Each entry below is to be printed verbatim.
== Data provided ==
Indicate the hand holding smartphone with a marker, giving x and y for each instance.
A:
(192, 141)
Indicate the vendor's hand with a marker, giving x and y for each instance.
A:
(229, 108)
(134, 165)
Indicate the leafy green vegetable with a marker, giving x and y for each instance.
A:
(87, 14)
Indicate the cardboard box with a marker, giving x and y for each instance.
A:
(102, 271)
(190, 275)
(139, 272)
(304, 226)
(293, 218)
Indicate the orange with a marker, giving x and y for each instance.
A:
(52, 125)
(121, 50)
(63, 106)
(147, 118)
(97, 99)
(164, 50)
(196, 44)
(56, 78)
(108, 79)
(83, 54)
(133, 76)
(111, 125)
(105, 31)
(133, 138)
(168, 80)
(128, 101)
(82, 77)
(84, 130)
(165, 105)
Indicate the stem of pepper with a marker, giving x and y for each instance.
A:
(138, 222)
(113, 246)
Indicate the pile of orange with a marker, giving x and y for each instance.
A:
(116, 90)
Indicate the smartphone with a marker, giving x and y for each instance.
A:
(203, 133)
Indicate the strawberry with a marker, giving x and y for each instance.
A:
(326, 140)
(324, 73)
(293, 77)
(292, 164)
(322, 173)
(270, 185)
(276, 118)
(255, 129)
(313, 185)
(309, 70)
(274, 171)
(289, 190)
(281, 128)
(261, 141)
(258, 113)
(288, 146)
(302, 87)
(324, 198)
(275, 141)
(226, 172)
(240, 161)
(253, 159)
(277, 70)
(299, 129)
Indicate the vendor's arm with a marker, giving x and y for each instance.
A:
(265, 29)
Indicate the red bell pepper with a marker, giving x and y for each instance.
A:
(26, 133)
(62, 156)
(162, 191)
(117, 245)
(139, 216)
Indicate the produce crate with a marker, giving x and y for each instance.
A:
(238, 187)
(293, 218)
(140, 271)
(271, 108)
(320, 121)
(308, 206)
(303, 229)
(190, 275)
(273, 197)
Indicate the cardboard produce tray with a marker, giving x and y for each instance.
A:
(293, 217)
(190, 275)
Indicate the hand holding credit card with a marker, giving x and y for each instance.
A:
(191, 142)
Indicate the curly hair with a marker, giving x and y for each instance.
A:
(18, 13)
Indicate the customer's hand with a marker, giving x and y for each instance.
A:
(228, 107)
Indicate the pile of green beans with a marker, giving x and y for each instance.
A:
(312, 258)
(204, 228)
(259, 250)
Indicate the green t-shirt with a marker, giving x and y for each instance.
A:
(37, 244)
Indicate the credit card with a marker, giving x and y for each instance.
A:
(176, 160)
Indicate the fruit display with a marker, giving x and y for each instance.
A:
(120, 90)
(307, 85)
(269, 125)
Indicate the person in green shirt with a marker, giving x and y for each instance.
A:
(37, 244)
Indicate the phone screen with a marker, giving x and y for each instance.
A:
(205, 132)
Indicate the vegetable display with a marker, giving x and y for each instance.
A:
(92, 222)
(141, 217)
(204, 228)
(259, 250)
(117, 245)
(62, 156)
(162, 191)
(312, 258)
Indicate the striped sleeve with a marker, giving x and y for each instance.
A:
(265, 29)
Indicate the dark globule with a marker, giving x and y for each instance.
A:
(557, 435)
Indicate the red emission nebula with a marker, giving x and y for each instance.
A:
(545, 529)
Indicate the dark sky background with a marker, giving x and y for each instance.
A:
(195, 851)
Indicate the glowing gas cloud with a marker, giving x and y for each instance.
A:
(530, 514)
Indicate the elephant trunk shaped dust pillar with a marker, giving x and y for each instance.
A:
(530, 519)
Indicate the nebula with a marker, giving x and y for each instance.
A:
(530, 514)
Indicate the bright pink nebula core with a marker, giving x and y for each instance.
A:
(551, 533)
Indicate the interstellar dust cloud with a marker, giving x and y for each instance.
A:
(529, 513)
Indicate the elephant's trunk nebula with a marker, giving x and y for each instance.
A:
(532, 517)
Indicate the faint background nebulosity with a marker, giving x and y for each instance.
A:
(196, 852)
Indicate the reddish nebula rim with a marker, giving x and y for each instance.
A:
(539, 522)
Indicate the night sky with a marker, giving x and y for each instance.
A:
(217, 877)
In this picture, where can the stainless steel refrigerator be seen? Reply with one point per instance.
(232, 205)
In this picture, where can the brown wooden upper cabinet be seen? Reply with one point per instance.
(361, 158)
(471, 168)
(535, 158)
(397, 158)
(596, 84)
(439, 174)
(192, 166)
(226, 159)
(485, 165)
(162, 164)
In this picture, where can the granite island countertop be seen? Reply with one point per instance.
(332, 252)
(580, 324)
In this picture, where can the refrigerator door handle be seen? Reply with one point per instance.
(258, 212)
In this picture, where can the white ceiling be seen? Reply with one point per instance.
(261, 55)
===
● Reply to the task
Indicate the hand holding smartphone with a marker, giving x and y for each instance.
A:
(192, 141)
Indicate the vendor's hand with a marker, giving x and y for each instance.
A:
(229, 108)
(134, 165)
Indicate the leafy green vegetable with a marker, giving x and y for each instance.
A:
(87, 14)
Indicate the cardboard box with a marker, giving x and y for each instance.
A:
(102, 271)
(190, 275)
(139, 272)
(304, 226)
(293, 218)
Indicate the orange with a marker, giving x and y for each instance.
A:
(52, 125)
(121, 50)
(63, 106)
(147, 118)
(97, 99)
(164, 50)
(196, 44)
(56, 78)
(108, 79)
(83, 54)
(133, 76)
(111, 125)
(105, 31)
(133, 138)
(168, 80)
(128, 101)
(82, 77)
(84, 130)
(165, 105)
Indicate the stem of pepper with a marker, giving x and y for each instance.
A:
(138, 222)
(113, 246)
Indicate the pile of orange with a marker, giving x and y for each instance.
A:
(116, 90)
Indicate the smartphone with a marker, giving x and y for each instance.
A:
(203, 133)
Indicate the strawberry with a marker, giving x and y for each instance.
A:
(326, 140)
(324, 73)
(293, 77)
(292, 164)
(322, 173)
(270, 185)
(276, 118)
(255, 129)
(313, 185)
(309, 70)
(274, 171)
(289, 190)
(281, 128)
(261, 141)
(258, 113)
(288, 146)
(302, 87)
(324, 198)
(275, 141)
(226, 172)
(240, 161)
(253, 159)
(277, 70)
(299, 129)
Indicate the vendor's arm with a marker, giving x and y for each instance.
A:
(265, 29)
Indicate the red bell pepper with a marker, giving x and y for each instance.
A:
(26, 133)
(62, 156)
(162, 191)
(117, 245)
(139, 216)
Indicate the produce crate with a marker, giving x and y for each instance.
A:
(238, 187)
(293, 218)
(140, 271)
(271, 108)
(320, 121)
(308, 206)
(303, 229)
(190, 275)
(273, 197)
Indicate the cardboard produce tray with a marker, giving x and y for each instance.
A:
(293, 217)
(190, 275)
Indicate the hand holding credit card with a marker, giving x and y for each instance.
A:
(191, 142)
Indicate the curly hair with a marker, giving x and y for each instance.
A:
(18, 13)
Indicate the customer's hand with a marker, giving x and y for each instance.
A:
(228, 107)
Indicate the pile of green beans with a marker, giving x and y for each instance.
A:
(312, 258)
(204, 228)
(259, 250)
Indicate the green t-shirt with a marker, giving x and y for each instance.
A:
(37, 244)
Indicate the credit card with a marker, giving x and y for each instance.
A:
(176, 160)
Indicate the fruit display with a marker, giving x and y for each instance.
A:
(120, 90)
(307, 85)
(269, 125)
Indicate the person in green shirt with a marker, giving x and y for each instance.
A:
(37, 244)
Indicate the phone screen with a marker, giving x and y for each instance.
A:
(205, 132)
Indicate the vegetable display with a marker, giving x and y for each instance.
A:
(92, 222)
(141, 217)
(204, 228)
(259, 250)
(117, 245)
(62, 156)
(162, 191)
(312, 258)
Indicate the striped sleeve with a marker, giving x and y for each instance.
A:
(265, 29)
Indicate the dark globule with a marker, giving x and y for each instance.
A:
(557, 435)
Indicate the red emission nebula with a marker, giving x and y for each instance.
A:
(545, 529)
Indicate the dark sky background with a marker, giving x and y for each instance.
A:
(195, 851)
Indicate the glowing gas cloud with a marker, giving x and y for each instance.
A:
(530, 514)
Indicate the elephant trunk shaped dust pillar with a marker, giving x and y for each instance.
A:
(530, 519)
Indicate the nebula with a marker, giving x and y for each instance.
A:
(530, 514)
Indicate the bright pink nebula core with a marker, giving x and y for each instance.
A:
(551, 533)
Indicate the interstellar dust cloud with a marker, giving x and y for each instance.
A:
(529, 513)
Indicate the elephant's trunk nebula with a marker, giving x and y for each instance.
A:
(532, 517)
Indicate the faint background nebulosity with a marker, giving x and y for each instance.
A:
(196, 852)
Indicate the reddish nebula rim with a marker, giving x and y for each instance.
A:
(539, 522)
Indicate the night sky with a marker, giving x and y for each instance.
A:
(217, 877)
In this picture, where can the stainless steel refrigerator be seen? Reply with one point per instance.
(232, 205)
In this picture, where can the brown wooden upper cabinet be seen? Reply with one point per instance.
(361, 158)
(471, 168)
(535, 158)
(397, 158)
(596, 84)
(439, 174)
(192, 166)
(226, 159)
(485, 165)
(162, 164)
In this picture, where can the granite island countertop be seen? Reply with one point per instance.
(332, 252)
(580, 324)
In this picture, where can the refrigerator door handle be seen? Reply with one point per instance.
(258, 212)
In this picture, where can the white ceiling be seen? Reply with one point per instance.
(261, 55)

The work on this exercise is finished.